-- Exercise passage --
++++++++

Dr Yoav Ram is joining our School of Zoology
Dr Yoav Ram is a theoretical and computational biologist who engages with evolution, ecology and cultural evolution.
Academic qualifications:
I completed my undergraduate studies with a double major (biology and mathematics) at Tel Aviv University. I then continued to a doctorate in the direct PhD track at the Faculty of Life Sciences, under the supervision of Prof. Lilach Hadani. My doctoral dissertation engages with the evolution of the mutation rate. The research focuses on the evolutionary causes and consequences of stress-induced mutation and was carried out via the development and analyses of mathematical and computational models. Towards the end of my doctoral studies I led a research project that combined models and experiments and dealt with predicting common/shared growth/breeding in microbes.
I continued to a post-doctoral position at Stanford University, California, under the supervision of Prof. Mark Feldman, and supported by the CEHG, the Center for Evolutionary, Computational, and Human Genomics. During this period I was exposed to the field of cultural evolution – the use of evolutionary models in order to understand the changes in cultural traits, such as in technology, language, customs, beliefs, and ideas. I focused on the evolution of social learning, in particular on the learning of youngsters from adults that are not their parents, as this learning process significantly differs from that of learning from parents.

++++++++

-- Recorded information --

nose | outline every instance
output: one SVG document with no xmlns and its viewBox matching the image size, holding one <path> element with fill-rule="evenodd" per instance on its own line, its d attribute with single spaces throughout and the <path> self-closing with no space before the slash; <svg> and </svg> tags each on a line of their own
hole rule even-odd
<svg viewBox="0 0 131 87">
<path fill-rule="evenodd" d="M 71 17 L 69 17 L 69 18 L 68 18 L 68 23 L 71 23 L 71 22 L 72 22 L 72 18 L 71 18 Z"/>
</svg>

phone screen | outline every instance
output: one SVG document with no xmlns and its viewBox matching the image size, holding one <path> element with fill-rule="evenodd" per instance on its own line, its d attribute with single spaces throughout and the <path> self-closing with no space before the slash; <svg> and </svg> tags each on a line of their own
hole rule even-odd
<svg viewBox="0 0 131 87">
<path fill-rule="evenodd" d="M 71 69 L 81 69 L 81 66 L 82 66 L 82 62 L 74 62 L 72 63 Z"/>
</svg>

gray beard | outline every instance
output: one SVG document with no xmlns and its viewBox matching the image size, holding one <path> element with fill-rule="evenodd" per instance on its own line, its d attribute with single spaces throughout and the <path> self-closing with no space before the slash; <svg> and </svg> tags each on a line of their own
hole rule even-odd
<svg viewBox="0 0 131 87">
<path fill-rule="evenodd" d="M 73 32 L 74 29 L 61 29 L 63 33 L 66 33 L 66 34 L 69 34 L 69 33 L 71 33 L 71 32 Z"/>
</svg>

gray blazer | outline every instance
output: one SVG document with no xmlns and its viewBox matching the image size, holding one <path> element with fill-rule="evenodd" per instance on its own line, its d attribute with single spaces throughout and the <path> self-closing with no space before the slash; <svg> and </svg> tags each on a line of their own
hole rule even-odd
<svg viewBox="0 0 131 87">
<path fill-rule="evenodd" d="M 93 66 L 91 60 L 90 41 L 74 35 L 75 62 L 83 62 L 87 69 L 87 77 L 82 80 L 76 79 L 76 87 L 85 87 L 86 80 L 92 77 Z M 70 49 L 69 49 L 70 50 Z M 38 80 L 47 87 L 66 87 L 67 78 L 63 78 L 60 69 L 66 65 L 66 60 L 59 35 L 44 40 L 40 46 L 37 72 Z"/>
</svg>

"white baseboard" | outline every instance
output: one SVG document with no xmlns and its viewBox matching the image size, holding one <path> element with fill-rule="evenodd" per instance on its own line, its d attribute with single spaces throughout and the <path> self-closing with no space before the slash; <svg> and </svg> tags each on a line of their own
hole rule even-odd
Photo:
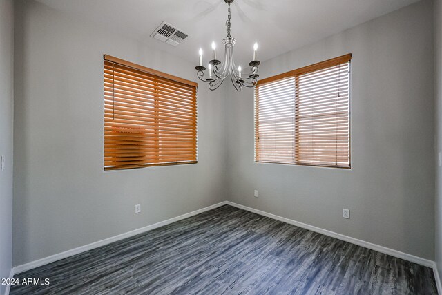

++++++++

-- Problem 1 --
Repeat the passage from the profile of Dr Yoav Ram that begins at the words "Dr Yoav Ram is joining" and stops after "and cultural evolution.".
-- Problem 2 --
Pick up the profile of Dr Yoav Ram where it stops and continue writing it.
The data have nothing to do with what follows.

-- Answer area 1 --
Dr Yoav Ram is joining our School of Zoology
Dr Yoav Ram is a theoretical and computational biologist who engages with evolution, ecology and cultural evolution.

-- Answer area 2 --
My laboratory
Following my post-doctoral studies, I joined the School of Computer Sciences at the Interdisciplinary Center in Herzlia as a senior lecturer and established a research lab there. Currently, two years later, I am transferring to the School of Zoology at Tel Aviv University.
In my lab we engage with population biology – evolution, ecology, social behavior, cultural evolution, and even infectious diseases. The research in my “dry” lab is aided by mathematical, computational and statistical models, in cooperation with “wet” biologists. The main fields of research in the lab are: competition and cooperation; establishment and inheritance of genetic, phenotypic, and cultural difference; statistical inferences derived from data, e.g., from evolutionary experiments; the interface between machine learning and deep learning and between evolution and ecology.